-- Start RECORDS TO PROCESS --
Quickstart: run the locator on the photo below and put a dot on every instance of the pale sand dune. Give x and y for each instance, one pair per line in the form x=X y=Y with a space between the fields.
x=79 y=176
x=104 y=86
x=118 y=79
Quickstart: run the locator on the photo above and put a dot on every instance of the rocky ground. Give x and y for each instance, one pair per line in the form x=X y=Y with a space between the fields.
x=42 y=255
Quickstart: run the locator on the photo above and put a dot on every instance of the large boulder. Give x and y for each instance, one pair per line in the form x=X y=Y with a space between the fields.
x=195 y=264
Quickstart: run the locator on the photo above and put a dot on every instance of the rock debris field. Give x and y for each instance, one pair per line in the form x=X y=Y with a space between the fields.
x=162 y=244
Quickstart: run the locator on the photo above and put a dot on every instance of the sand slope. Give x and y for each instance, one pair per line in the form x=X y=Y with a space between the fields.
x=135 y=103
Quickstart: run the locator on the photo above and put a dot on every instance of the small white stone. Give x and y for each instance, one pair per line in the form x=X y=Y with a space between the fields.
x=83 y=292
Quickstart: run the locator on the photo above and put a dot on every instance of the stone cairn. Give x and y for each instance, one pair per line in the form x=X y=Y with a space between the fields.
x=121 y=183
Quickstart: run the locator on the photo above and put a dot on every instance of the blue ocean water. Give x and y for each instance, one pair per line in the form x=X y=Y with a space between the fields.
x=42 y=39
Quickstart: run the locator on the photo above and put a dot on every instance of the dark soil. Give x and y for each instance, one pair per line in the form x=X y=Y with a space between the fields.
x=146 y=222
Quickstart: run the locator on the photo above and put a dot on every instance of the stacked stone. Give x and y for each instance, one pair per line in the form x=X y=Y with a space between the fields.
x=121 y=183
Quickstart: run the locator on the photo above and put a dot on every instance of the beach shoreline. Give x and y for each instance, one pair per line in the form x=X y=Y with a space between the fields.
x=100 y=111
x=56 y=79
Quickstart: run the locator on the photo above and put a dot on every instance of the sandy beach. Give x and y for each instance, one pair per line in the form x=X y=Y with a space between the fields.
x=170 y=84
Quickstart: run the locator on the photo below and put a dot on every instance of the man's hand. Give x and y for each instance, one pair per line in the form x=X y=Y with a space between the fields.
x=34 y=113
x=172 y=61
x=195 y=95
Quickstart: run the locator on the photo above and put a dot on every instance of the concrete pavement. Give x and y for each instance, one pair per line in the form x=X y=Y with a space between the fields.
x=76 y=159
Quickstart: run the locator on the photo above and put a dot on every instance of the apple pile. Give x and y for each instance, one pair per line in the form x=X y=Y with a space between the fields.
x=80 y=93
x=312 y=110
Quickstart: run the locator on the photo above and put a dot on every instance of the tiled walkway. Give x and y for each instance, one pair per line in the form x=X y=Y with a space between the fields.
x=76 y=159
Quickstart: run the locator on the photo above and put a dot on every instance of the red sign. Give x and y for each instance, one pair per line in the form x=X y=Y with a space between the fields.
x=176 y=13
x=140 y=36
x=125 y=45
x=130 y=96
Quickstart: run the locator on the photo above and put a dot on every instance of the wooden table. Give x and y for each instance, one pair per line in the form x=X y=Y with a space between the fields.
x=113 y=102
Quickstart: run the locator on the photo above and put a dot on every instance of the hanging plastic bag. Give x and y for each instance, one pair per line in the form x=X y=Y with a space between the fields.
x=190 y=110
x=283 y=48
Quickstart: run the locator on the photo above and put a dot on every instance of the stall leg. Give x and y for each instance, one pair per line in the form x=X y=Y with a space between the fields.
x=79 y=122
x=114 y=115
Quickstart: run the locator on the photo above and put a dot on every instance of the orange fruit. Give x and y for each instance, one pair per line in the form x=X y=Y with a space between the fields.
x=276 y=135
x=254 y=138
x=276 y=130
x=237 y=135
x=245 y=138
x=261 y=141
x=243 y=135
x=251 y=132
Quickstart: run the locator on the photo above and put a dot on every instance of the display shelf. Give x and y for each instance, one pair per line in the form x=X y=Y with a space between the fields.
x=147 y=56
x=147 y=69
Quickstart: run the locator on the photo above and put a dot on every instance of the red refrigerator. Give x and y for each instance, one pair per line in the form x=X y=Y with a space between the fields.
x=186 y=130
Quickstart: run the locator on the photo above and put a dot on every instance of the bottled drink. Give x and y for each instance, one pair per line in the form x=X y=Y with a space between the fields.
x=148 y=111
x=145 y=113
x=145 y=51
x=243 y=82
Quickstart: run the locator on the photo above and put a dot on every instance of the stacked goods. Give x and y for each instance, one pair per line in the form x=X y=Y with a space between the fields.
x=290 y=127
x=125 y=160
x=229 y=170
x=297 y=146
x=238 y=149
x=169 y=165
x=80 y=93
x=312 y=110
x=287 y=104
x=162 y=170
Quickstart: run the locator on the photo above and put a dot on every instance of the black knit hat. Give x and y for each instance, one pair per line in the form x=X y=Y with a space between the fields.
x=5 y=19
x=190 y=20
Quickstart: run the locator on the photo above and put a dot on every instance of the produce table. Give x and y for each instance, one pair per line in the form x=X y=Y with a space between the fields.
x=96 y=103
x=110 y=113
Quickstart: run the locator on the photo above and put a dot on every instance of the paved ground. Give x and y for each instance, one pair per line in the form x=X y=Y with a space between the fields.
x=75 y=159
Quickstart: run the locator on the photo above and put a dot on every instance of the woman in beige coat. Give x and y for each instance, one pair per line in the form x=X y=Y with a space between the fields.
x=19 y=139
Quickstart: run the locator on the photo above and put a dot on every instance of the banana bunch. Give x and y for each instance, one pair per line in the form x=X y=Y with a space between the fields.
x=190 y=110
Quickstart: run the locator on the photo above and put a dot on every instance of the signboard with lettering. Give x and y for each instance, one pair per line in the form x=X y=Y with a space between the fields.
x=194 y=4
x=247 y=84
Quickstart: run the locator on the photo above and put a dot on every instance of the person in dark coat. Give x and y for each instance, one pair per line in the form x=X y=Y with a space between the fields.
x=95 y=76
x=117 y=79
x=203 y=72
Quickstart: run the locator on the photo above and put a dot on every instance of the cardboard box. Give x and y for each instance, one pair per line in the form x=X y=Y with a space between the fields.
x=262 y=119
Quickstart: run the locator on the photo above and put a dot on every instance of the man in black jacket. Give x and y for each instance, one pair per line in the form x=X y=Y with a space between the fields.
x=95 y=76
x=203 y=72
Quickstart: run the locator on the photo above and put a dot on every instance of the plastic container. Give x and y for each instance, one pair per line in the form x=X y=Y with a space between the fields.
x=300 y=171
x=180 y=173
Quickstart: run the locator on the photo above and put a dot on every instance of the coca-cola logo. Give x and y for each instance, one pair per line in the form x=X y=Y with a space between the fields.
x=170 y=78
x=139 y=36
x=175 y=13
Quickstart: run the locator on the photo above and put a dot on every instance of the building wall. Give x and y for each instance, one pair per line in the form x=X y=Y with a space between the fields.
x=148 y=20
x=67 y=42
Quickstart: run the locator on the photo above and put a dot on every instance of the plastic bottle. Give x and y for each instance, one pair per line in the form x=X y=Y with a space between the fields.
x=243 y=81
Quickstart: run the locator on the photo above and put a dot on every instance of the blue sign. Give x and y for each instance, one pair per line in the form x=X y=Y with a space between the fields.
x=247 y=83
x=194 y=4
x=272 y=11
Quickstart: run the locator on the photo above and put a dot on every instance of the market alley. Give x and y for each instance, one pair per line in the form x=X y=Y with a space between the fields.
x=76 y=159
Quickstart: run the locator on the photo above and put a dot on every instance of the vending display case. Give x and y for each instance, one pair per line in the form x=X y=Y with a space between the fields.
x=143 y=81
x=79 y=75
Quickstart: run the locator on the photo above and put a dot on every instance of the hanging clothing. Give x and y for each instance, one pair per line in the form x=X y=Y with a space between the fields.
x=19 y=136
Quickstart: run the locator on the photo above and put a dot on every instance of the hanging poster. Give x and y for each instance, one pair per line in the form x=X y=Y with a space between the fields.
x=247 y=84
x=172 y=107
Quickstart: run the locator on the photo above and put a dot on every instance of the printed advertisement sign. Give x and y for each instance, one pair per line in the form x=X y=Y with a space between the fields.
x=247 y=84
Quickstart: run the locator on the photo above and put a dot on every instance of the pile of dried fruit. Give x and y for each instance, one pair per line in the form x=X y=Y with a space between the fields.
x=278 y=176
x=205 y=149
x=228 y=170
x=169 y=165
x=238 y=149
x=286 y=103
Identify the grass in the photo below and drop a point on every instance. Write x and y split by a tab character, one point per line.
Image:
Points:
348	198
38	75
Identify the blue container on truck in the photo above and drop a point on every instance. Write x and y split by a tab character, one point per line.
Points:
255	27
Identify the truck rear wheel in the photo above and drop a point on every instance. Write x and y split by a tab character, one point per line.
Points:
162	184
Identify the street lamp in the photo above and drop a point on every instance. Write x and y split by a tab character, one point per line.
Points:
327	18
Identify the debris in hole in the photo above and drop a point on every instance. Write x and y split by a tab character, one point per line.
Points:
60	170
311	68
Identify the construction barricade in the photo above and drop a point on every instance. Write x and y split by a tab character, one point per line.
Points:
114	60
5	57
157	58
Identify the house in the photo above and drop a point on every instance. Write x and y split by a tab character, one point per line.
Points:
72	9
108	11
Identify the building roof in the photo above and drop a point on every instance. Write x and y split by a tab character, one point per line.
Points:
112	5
-- End RECORDS TO PROCESS --
WHAT IS NEEDED: Output an exact copy of the lines beginning at the one that holds "of the pile" and running through the final line of the records.

OUTPUT:
Quickstart: run the locator on the photo above and put a dot on every instance of the pile of dried fruit. Give x and y for each instance, one pair per line in the form x=X y=Y with a space between the fields.
x=278 y=176
x=205 y=149
x=228 y=170
x=169 y=165
x=238 y=149
x=286 y=103
Identify the grass in the photo below and drop a point on every instance. Write x and y split by a tab character, one point per line.
Image:
Points:
348	198
38	75
Identify the blue container on truck in the photo above and drop a point on every instance. Write x and y split by a tab character, one point per line.
Points:
255	27
Identify the truck rear wheel in the photo above and drop a point on every instance. Write x and y split by a tab character, one point per line.
Points:
162	184
Identify the street lamp in the photo above and drop a point on every instance. Write x and y split by a tab character, one point per line.
Points:
327	18
Identify the debris in hole in the photo above and drop a point on every instance. Write x and y split by a tab character, one point per line.
Points:
60	170
311	68
Identify the construction barricade in the photo above and drop a point on every instance. Write x and y split by a tab character, one point per line.
Points:
114	60
5	57
157	58
Identify the house in the photo above and drop a point on every instance. Write x and y split by a tab character, one point per line.
Points:
72	9
108	11
Identify the building roof in the photo above and drop a point on every instance. Write x and y split by a tab character, one point per line.
Points:
112	5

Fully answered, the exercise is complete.